EXERCISE PROMPT |
Count the lines below that contain the word "instance" and give only the number.

[Stored items]
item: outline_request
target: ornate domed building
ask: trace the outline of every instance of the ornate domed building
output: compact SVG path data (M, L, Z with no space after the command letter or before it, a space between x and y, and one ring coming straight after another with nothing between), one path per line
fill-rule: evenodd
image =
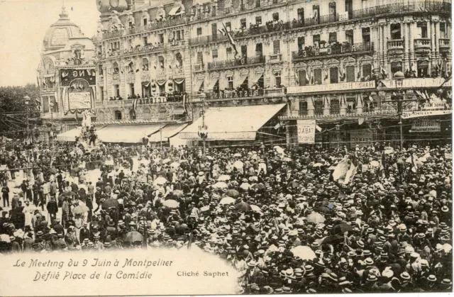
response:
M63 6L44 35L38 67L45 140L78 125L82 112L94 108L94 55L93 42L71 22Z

---

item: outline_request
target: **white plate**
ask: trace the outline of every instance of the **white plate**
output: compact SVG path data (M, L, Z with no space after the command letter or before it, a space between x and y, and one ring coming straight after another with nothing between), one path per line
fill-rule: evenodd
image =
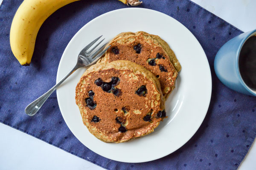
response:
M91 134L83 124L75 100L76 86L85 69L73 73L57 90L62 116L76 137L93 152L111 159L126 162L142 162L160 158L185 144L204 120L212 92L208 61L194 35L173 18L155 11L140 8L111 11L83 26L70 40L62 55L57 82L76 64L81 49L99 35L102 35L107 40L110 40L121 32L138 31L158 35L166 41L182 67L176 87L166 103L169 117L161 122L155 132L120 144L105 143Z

WRITTEN REPLY |
2